Duane Chapman, star of “Dog the Bounty Hunter,” said he lost 17 pounds since his wife died about two weeks ago.
His wife, Beth Chapman, lost her battle with cancer last month at the age of 51.
“I’m having a hard time ordering food. I’ve lost 17 pounds. Chewing ice helps, and I’ve lost 17 pounds in about two weeks,” he added, saying he no longer sleeps soundly.
Chapman said he wants to join his wife in heaven but isn’t contemplating suicide or anything drastic, saying that he wants to use his time on Earth to help others cope with the loss of a loved one.
He also described how one man came up to him, telling Chapman that he lost his wife six months ago.
“I hugged him and I felt a connection like, boom, instantly brotherhood, right,” Chapman explained. “So when you go through something and somebody else [goes through the same thing], there’s something there. That’s why I’m going through it, but I use that thing that’s bad to help me help others.”
The reality TV star also said it’s hard to get back to his routine after his wife’s passing.
“I haven’t gotten past the place where I’m [not] putting a pillow where she was and covering it up,” he told the news outlet. “And then I wake up in the middle of the night and I see her and it doesn’t register that [it] ain’t her. I’m still there.”
He added: “When she was sick I‘d have to wake up a few times when she stopped breathing. I couldn’t hear it no more. And she’s laying and I’m like, ’You are not dying like that. I will not let you die.' So I’m so used to that that I don’t sleep solid anymore.”

☆ ☆ ☆

**WORK ORDER:**
Continue the article above about Duane Chapman's grief after his wife's death, starting right after its last sentence.

☆ ☆ ☆

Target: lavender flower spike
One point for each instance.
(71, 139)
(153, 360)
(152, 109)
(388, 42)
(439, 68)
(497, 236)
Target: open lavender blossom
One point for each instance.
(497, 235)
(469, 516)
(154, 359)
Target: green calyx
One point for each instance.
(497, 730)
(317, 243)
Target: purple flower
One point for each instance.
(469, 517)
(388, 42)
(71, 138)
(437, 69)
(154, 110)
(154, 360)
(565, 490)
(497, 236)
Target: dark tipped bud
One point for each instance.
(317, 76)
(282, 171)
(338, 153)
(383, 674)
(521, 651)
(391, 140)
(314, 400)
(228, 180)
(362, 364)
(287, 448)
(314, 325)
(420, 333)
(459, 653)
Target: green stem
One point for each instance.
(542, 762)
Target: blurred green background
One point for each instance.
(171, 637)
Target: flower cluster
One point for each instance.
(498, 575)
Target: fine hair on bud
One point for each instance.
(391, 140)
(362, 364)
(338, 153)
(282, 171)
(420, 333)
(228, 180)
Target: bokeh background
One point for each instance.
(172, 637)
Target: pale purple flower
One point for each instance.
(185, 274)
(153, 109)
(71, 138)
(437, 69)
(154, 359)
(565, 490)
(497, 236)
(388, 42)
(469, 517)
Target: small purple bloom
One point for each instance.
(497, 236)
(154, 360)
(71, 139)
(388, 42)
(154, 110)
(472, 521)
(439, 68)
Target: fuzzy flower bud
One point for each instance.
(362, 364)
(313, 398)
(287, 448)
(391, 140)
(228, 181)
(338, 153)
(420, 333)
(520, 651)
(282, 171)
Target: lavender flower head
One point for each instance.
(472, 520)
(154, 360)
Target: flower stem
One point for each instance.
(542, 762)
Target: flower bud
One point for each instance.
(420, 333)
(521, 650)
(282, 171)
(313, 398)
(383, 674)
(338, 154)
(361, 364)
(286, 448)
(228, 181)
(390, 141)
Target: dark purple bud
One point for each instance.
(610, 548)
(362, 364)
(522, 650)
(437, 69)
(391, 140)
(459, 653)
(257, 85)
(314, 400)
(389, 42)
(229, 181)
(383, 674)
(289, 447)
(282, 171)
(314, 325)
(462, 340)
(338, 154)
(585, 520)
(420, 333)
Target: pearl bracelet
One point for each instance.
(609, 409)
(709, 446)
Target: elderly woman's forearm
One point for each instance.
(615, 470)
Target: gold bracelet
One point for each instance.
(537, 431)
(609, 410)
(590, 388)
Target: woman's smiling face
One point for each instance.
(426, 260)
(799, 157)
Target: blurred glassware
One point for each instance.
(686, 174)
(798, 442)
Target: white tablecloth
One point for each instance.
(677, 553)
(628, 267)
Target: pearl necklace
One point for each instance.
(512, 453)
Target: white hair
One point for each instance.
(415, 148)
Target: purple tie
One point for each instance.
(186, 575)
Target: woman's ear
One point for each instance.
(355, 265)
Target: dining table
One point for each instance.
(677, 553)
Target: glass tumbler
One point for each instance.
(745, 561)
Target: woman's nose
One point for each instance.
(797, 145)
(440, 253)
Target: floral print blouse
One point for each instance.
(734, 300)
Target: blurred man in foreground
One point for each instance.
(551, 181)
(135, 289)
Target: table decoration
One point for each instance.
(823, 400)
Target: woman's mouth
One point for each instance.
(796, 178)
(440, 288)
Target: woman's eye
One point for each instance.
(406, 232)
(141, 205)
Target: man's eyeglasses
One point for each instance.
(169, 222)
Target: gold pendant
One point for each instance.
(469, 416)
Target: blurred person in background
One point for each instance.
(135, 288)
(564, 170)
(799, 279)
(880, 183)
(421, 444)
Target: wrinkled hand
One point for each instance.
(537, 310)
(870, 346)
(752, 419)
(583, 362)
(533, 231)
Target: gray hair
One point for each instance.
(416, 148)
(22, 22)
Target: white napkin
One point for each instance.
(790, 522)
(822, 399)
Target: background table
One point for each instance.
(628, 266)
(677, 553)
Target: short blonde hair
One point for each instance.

☆ ☆ ☆

**OUTPUT:**
Chapman noted that he has a “whole new look on life” after her passing.
‘Let Me Go’
In another interview, he recalled what Beth told him before her death in a Hawaii hospital.“The last few moments she said, ‘Come in here right now, in the bathroom.’”
He added: “I went in and she said, ‘Look at me.’ And I said, ‘Yeah, you’re freaking beautiful baby.’ (And she said,) ‘Look at me, Duane Chapman.’ And I did, I always saw Beth and she said, ‘Please, let me go.’”
The reality TV star continued, saying, “And I didn’t even make a decision, I almost said, ‘I can’t.’ Before I could say, ‘Alright,’ she couldn’t breathe and I called the ambulance … But every day she talked as if she was not there. ‘Here’s what to do with this, here’s what to do with that. Don’t keep running your mouth. When they ask you a specific question, just answer that.’”
“So, prepared? No, you’re never, ever prepared. You can’t prepare,” he added to the outlet of losing his wife. “There is no way. I did not know that this was going to happen that day.”